- **What you need to do**
Scan the records below, and wherever a line has the word "crowd", pull it out.
-- Recorded information follows --
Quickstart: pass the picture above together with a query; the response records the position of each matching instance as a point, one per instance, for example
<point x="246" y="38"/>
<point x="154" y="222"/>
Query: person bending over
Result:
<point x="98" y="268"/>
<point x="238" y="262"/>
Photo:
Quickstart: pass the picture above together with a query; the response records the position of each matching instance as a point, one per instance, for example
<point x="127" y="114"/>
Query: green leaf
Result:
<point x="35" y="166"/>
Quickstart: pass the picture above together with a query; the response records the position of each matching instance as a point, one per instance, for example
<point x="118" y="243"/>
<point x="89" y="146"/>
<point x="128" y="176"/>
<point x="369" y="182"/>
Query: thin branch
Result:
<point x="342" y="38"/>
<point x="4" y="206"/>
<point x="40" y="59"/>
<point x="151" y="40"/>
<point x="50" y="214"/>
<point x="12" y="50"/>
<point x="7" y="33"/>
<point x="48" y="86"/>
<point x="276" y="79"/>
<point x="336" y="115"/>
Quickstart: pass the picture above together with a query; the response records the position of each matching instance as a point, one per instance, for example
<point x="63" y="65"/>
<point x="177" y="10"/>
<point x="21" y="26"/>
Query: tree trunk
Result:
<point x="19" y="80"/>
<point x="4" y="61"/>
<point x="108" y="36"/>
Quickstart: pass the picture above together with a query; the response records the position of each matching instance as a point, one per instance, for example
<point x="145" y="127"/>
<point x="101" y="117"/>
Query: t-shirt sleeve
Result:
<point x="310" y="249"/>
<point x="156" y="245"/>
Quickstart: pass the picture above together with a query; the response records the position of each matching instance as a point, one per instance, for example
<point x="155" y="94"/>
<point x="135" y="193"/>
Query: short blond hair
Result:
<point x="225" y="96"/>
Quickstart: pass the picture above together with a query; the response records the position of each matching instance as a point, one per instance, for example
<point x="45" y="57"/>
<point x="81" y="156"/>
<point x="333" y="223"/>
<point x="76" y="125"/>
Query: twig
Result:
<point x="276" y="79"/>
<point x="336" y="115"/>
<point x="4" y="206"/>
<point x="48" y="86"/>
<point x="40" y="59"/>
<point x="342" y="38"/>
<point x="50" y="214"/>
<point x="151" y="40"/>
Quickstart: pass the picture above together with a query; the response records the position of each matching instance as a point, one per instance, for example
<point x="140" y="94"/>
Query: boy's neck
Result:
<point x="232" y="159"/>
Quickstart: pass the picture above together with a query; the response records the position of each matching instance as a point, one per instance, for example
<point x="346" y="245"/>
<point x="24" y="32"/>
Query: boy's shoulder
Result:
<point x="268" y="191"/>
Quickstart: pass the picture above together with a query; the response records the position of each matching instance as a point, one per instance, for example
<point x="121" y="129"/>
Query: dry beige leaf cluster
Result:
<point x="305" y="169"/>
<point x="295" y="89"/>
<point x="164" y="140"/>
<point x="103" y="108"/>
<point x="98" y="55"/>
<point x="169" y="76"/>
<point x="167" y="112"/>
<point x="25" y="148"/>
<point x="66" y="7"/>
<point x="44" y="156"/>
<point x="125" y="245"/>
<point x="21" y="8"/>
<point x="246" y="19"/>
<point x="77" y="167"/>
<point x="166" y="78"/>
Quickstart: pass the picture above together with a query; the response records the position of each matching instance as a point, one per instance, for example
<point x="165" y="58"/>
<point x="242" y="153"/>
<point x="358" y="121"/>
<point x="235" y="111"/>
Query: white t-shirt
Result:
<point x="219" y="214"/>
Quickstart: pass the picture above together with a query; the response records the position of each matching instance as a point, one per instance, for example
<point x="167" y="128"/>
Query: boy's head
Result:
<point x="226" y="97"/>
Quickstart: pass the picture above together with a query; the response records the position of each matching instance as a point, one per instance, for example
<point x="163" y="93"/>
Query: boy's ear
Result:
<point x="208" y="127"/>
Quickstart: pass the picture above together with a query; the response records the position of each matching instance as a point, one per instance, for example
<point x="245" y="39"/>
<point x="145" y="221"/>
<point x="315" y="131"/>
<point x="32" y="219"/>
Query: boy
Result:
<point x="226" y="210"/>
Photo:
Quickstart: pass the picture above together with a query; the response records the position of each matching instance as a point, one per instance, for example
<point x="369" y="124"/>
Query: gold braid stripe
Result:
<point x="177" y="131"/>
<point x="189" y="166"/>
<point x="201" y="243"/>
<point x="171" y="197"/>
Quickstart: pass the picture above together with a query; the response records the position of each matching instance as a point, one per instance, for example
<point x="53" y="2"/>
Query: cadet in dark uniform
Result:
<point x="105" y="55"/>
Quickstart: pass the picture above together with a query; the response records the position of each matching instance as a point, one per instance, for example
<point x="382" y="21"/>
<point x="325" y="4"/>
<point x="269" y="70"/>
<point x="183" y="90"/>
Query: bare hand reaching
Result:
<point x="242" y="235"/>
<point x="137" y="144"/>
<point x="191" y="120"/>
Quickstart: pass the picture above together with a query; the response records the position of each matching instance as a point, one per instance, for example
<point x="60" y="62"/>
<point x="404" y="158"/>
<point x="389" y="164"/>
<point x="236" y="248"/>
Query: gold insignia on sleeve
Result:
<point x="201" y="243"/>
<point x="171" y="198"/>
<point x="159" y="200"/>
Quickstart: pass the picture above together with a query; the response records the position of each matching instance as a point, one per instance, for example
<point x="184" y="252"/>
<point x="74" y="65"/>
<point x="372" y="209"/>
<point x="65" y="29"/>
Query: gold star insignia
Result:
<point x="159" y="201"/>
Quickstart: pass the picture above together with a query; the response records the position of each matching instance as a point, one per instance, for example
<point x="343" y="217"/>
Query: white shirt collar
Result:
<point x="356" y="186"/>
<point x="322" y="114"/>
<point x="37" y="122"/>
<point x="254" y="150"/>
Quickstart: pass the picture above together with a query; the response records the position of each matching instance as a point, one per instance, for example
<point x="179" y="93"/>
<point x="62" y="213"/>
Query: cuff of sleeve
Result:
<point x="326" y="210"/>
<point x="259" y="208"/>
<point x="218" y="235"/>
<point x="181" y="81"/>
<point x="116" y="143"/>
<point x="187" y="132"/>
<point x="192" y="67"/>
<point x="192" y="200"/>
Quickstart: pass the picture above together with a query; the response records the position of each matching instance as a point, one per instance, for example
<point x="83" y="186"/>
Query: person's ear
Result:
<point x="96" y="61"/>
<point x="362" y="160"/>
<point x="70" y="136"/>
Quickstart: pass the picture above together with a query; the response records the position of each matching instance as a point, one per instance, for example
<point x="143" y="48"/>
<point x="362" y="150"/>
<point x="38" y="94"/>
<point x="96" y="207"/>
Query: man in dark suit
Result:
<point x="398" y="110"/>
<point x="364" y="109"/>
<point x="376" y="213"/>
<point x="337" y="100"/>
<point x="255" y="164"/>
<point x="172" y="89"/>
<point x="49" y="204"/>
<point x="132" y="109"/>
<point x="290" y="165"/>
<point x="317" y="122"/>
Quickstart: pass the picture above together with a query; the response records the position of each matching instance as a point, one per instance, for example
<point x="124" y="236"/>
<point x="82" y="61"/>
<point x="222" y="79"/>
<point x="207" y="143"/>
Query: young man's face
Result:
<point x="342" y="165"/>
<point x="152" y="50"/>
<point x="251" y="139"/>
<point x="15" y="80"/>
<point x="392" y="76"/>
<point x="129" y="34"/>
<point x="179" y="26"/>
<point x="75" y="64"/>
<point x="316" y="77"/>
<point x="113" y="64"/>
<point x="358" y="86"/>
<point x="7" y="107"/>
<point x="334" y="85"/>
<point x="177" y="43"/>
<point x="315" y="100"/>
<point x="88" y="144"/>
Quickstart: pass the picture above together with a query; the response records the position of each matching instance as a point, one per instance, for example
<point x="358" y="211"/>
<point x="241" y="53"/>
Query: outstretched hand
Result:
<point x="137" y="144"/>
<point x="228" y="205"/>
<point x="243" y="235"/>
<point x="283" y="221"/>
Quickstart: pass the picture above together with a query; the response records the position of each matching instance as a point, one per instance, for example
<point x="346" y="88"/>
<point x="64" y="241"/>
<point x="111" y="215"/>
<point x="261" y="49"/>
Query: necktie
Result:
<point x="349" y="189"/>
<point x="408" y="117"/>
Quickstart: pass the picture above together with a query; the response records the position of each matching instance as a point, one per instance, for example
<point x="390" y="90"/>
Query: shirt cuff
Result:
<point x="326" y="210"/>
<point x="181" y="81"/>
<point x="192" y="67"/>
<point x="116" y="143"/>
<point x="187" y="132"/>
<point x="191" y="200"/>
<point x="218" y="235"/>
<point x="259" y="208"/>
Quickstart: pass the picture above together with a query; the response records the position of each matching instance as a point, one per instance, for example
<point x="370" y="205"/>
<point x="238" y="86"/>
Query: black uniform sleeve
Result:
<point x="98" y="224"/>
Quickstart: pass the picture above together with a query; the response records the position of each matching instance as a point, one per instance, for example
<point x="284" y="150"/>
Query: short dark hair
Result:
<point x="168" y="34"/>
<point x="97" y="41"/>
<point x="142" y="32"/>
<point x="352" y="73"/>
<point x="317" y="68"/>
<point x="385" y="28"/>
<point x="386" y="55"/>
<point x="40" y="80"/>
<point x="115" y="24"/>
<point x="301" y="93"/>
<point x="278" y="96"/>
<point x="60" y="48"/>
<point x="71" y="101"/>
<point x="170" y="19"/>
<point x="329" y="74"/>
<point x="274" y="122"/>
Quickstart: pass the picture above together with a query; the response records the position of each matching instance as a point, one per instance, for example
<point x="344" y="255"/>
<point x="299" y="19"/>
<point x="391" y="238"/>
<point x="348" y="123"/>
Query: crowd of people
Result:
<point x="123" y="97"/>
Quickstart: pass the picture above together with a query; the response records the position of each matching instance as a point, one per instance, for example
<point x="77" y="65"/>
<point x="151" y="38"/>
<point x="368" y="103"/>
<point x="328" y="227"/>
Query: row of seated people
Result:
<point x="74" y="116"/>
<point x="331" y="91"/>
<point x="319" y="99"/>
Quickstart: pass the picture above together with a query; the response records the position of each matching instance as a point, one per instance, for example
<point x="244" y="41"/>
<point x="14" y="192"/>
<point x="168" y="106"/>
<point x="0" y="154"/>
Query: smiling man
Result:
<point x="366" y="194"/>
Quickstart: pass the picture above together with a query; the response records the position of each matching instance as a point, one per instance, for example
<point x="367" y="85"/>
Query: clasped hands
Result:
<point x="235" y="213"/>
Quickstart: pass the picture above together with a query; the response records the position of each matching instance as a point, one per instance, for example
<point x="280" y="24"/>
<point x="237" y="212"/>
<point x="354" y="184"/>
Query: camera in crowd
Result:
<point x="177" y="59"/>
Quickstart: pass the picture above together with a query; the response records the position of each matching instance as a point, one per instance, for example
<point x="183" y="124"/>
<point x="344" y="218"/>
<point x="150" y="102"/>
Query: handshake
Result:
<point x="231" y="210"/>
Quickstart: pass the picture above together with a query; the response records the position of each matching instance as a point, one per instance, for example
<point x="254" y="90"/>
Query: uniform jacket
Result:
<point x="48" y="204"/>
-- Recorded information concluded --
- **Solution to the exercise**
Query: crowd of people
Query: camera in crowd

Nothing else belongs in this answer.